* Aim
Render the listing below as a Markdown table with the columns Row and Entry, giving each line its row number and omitting blank lines. Include only the lines from the one containing "In the photo above, where can the green artificial" through the one containing "Target: person's black trousers", both included.
--------------------------------------------------
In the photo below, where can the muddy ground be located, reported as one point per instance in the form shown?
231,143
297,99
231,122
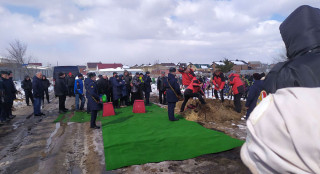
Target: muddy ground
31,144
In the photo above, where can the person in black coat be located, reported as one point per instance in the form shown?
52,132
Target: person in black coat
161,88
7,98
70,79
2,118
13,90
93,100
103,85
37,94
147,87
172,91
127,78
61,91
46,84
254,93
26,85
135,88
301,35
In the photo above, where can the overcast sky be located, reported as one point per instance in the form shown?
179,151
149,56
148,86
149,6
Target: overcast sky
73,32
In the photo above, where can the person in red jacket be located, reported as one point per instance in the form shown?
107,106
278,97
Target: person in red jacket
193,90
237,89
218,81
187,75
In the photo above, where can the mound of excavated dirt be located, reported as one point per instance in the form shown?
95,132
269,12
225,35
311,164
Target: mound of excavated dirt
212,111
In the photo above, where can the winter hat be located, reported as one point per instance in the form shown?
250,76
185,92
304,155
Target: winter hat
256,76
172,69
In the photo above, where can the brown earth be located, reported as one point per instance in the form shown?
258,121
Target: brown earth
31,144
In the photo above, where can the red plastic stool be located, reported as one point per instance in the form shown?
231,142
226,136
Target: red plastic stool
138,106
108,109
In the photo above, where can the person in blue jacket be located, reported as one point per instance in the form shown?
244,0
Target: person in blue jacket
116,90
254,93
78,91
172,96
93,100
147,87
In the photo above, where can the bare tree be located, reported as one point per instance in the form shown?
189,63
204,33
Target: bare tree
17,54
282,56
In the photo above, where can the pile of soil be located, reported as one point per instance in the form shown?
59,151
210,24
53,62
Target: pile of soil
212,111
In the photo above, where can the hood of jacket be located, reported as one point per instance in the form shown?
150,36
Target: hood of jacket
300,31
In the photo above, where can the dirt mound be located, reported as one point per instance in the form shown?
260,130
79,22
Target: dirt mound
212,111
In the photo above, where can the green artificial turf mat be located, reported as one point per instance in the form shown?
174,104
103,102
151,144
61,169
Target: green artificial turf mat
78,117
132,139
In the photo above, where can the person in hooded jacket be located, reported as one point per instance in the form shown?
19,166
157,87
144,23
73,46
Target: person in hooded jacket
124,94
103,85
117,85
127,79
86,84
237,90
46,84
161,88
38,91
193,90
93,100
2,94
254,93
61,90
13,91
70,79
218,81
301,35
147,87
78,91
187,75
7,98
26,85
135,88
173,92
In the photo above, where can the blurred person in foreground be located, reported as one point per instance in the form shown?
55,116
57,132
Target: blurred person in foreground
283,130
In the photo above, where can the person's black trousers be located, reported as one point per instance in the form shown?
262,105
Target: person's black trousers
--------------------------------------------------
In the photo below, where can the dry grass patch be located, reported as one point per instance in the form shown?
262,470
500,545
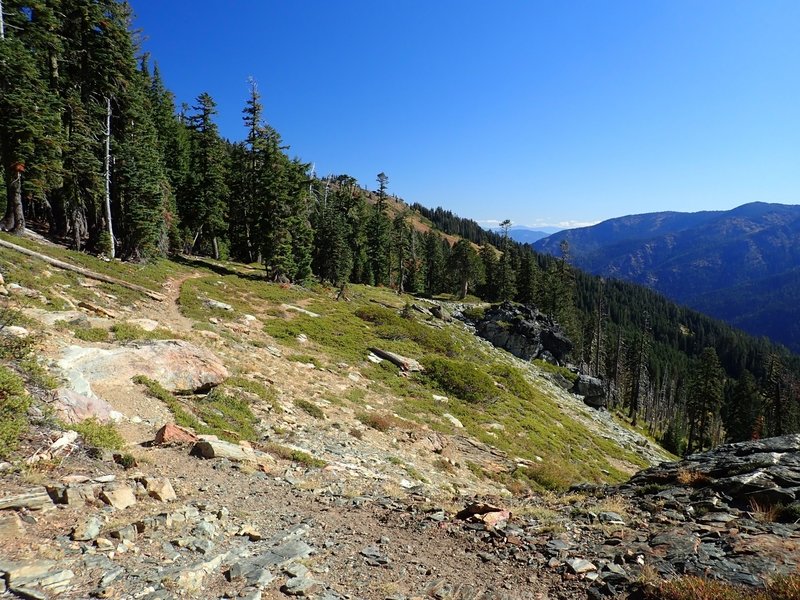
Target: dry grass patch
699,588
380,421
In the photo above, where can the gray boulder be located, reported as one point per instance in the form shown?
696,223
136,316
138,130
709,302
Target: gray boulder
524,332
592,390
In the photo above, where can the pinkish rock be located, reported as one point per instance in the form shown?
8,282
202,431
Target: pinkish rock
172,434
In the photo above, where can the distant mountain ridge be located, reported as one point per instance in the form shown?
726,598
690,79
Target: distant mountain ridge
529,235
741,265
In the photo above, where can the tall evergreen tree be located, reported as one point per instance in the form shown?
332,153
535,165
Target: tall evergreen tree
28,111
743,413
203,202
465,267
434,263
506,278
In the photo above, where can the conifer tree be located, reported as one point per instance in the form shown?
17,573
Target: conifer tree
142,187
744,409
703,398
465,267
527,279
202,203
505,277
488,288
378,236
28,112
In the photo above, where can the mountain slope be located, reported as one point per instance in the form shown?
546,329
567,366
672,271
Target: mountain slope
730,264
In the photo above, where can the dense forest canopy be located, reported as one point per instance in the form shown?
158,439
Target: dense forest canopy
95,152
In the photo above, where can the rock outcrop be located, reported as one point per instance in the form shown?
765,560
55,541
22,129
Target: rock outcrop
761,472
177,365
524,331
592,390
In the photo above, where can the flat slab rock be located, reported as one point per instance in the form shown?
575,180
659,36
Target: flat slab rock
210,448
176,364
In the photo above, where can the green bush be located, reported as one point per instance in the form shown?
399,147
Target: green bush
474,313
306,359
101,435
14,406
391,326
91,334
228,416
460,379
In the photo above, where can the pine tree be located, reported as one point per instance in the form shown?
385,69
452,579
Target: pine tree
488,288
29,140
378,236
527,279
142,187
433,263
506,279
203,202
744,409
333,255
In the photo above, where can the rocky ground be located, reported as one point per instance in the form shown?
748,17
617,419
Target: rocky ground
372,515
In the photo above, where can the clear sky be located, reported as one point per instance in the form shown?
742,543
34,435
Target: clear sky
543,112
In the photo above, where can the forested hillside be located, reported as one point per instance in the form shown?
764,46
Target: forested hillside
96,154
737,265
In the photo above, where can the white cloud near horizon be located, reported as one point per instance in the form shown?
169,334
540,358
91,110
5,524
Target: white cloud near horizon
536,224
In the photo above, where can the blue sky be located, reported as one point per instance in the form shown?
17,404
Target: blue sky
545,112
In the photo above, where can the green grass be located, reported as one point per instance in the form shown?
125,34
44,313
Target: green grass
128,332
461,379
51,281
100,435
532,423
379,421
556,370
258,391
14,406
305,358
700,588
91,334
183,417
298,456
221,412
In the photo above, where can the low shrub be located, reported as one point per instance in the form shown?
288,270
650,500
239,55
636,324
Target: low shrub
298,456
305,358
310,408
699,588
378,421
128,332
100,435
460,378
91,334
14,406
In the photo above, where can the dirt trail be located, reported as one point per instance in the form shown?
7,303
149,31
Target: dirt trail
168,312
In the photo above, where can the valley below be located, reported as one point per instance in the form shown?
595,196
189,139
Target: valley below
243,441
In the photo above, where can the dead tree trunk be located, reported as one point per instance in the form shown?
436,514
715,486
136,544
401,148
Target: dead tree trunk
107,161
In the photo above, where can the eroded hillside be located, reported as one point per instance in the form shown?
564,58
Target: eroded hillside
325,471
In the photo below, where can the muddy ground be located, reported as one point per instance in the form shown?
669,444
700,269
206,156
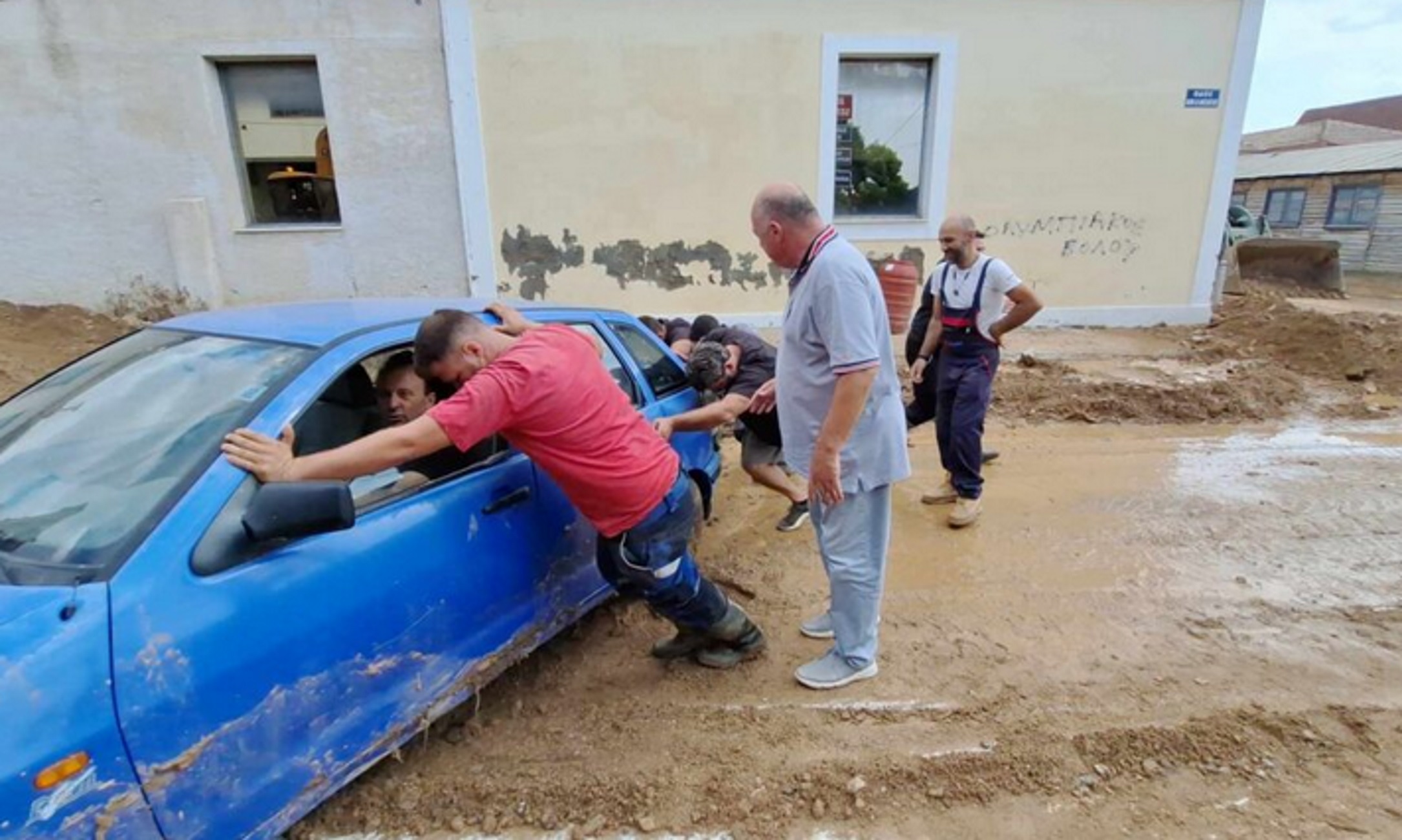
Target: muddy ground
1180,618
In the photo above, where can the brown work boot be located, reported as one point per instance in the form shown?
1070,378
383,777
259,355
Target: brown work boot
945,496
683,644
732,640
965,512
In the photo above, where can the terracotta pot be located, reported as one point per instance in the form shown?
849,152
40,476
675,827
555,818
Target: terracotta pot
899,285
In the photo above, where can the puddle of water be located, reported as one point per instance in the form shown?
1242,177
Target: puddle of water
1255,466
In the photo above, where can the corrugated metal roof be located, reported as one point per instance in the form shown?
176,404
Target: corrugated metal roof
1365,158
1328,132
--------------------------------------------------
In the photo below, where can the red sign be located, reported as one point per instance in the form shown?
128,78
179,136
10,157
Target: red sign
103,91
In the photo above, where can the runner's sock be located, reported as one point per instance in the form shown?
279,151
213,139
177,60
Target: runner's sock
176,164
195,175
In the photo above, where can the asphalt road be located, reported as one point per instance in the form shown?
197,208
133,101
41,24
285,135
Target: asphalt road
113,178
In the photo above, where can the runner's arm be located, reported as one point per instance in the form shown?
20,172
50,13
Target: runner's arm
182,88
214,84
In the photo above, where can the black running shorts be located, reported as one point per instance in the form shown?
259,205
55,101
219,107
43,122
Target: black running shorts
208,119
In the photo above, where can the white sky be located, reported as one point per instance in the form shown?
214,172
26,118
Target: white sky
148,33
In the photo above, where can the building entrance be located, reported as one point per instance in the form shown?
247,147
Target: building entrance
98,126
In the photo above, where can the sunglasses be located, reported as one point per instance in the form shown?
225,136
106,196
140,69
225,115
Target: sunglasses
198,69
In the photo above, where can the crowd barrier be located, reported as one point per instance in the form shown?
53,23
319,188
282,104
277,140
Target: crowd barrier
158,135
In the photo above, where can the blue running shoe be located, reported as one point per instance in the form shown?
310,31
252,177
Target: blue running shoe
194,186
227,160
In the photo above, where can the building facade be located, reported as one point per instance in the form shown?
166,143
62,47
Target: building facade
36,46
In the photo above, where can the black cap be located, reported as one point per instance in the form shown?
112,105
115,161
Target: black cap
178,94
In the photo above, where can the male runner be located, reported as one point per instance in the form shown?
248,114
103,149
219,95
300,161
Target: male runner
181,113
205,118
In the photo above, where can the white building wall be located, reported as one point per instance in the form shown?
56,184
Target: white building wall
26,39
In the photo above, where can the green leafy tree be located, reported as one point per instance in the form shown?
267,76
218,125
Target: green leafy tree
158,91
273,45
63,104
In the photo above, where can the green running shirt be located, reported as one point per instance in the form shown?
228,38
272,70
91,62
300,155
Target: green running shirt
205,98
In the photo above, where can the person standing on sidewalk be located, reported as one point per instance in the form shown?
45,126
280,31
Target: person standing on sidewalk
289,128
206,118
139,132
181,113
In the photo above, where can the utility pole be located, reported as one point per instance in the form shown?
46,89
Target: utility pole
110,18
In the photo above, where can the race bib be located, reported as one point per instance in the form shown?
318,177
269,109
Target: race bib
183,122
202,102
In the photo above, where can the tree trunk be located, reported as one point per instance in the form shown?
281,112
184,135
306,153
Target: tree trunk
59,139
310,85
--------------------------------------------------
* Completed task
| Row | Entry |
|---|---|
| 1 | In the photo above, where can the green artificial turf mat be located, reported as one point per instance in the form shown? |
| 2 | 174,104 |
| 3 | 103,102 |
| 4 | 151,144 |
| 5 | 61,169 |
| 6 | Target: green artificial turf mat |
| 7 | 78,117 |
| 8 | 132,139 |
| 9 | In the photo above, where can the person in hooded jacket be located, reported as one point per instance in the form shown? |
| 10 | 19,166 |
| 11 | 157,87 |
| 12 | 144,23 |
| 13 | 73,46 |
| 14 | Target: person in hooded jacket |
| 15 | 124,94 |
| 16 | 103,85 |
| 17 | 117,85 |
| 18 | 127,79 |
| 19 | 86,84 |
| 20 | 237,90 |
| 21 | 46,84 |
| 22 | 161,88 |
| 23 | 38,91 |
| 24 | 193,90 |
| 25 | 93,100 |
| 26 | 2,94 |
| 27 | 254,93 |
| 28 | 61,90 |
| 29 | 13,91 |
| 30 | 70,79 |
| 31 | 218,81 |
| 32 | 301,35 |
| 33 | 147,87 |
| 34 | 78,91 |
| 35 | 187,75 |
| 36 | 7,98 |
| 37 | 26,85 |
| 38 | 135,88 |
| 39 | 173,92 |
| 40 | In the photo above, where can the blurred person in foreground be located, reported as one point per instance in the form shown? |
| 41 | 55,116 |
| 42 | 57,132 |
| 43 | Target: blurred person in foreground |
| 44 | 283,130 |
| 45 | In the photo above, where can the person's black trousers be located, reported as one point per instance in the form shown? |
| 46 | 262,105 |
| 47 | Target: person's black trousers |